> Task to carry out:
How would the code block in the excerpted text that begins "for i in range(len(vdescription_tokens)):" read as a brief list that keeps its main facts?

> Excerpted text:
I process the list with the following code:

for i in range(len(vdescription_tokens)):
    if i < len(vdescription_tokens):
        if (vdescription_tokens[i].find('login') > -1):
            login_counter+=1
            vdescription_tokens.pop(i)
        elif vdescription_tokens[i].find('logon') > -1:
            login_counter+=1
            vdescription_tokens.pop(i)
        elif vdescription_tokens[i].find('spam') > -1:
            spam_counter+=1
            vdescription_tokens.pop(i)
        elif vdescription_tokens[i].find('unable answer call') > -1:
            call_qlty_counter+=1
            vdescription_tokens.pop(i)
        elif vdescription_tokens[i].find('static') > -1:
            call_qlty_counter+=1
            vdescription_tokens.pop(i)
        elif vdescription_tokens[i].find('silent') > -1:
            call_qlty_counter+=1
            vdescription_tokens.pop(i)
        elif vdescription_tokens[i].find('report') > -1:
            report_counter+=1
            vdescription_tokens.pop(i)

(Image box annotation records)
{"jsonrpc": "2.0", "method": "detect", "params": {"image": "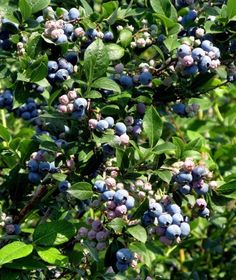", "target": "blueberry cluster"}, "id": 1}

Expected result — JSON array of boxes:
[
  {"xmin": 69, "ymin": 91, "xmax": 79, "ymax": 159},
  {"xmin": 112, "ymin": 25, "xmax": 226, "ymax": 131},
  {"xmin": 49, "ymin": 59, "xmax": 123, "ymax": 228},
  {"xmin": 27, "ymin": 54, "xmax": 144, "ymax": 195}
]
[
  {"xmin": 94, "ymin": 177, "xmax": 135, "ymax": 219},
  {"xmin": 77, "ymin": 219, "xmax": 110, "ymax": 251},
  {"xmin": 58, "ymin": 90, "xmax": 88, "ymax": 119},
  {"xmin": 48, "ymin": 52, "xmax": 78, "ymax": 84},
  {"xmin": 116, "ymin": 248, "xmax": 134, "ymax": 272},
  {"xmin": 176, "ymin": 40, "xmax": 220, "ymax": 75},
  {"xmin": 0, "ymin": 89, "xmax": 13, "ymax": 112},
  {"xmin": 88, "ymin": 117, "xmax": 129, "ymax": 145},
  {"xmin": 0, "ymin": 18, "xmax": 19, "ymax": 51},
  {"xmin": 42, "ymin": 7, "xmax": 80, "ymax": 44},
  {"xmin": 172, "ymin": 159, "xmax": 209, "ymax": 195},
  {"xmin": 141, "ymin": 199, "xmax": 190, "ymax": 245},
  {"xmin": 27, "ymin": 150, "xmax": 59, "ymax": 185},
  {"xmin": 172, "ymin": 103, "xmax": 200, "ymax": 118},
  {"xmin": 17, "ymin": 98, "xmax": 39, "ymax": 121},
  {"xmin": 113, "ymin": 63, "xmax": 153, "ymax": 88}
]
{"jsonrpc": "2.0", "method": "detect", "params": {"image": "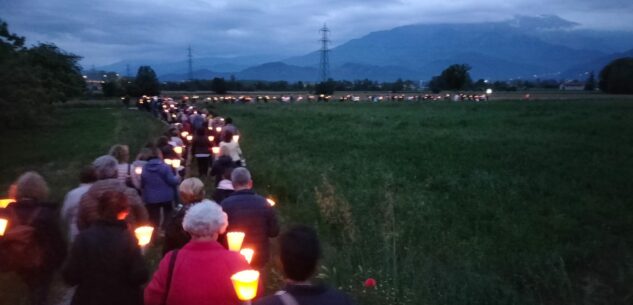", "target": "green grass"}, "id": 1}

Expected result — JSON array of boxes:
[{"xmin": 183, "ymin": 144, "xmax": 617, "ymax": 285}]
[
  {"xmin": 216, "ymin": 100, "xmax": 633, "ymax": 304},
  {"xmin": 0, "ymin": 105, "xmax": 165, "ymax": 304}
]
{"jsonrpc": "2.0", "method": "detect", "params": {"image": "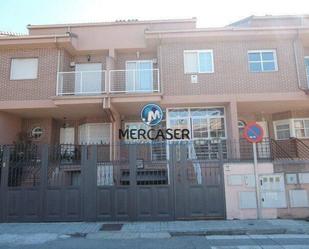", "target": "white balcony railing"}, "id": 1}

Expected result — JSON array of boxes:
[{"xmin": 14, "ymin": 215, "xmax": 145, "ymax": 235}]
[
  {"xmin": 57, "ymin": 70, "xmax": 106, "ymax": 96},
  {"xmin": 109, "ymin": 69, "xmax": 160, "ymax": 93}
]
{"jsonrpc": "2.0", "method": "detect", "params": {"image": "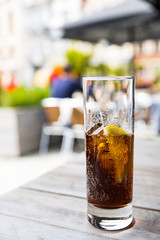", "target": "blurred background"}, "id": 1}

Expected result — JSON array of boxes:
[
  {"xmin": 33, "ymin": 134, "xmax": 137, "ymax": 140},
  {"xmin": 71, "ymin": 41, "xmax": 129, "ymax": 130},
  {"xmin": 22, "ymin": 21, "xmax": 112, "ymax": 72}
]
[{"xmin": 0, "ymin": 0, "xmax": 160, "ymax": 194}]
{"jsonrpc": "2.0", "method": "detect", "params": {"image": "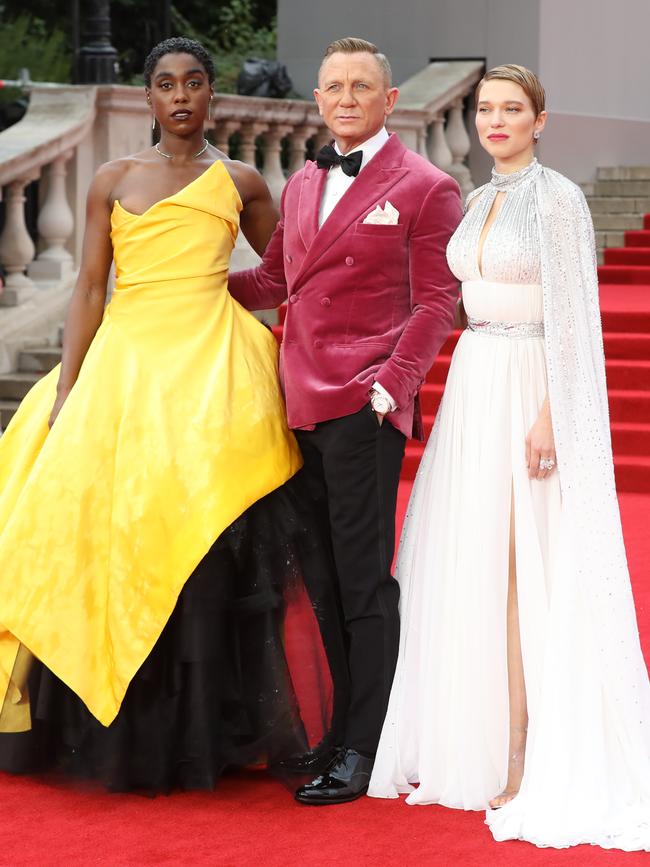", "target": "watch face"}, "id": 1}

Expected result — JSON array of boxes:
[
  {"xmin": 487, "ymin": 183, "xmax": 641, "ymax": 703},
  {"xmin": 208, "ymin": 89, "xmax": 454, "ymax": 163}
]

> Expected answer:
- It loops over the indexes of vdescription_tokens and acts only if the index is still less than the list's current length.
- It checks each token against the substrings in order and acts on the first match only:
  - "login" or "logon" adds 1 to login_counter.
  - "spam" adds 1 to spam_counter.
  - "unable answer call", "static" or "silent" adds 1 to call_qlty_counter.
  - "report" adds 1 to report_counter.
- After any match, the token is removed from the list with pop(i).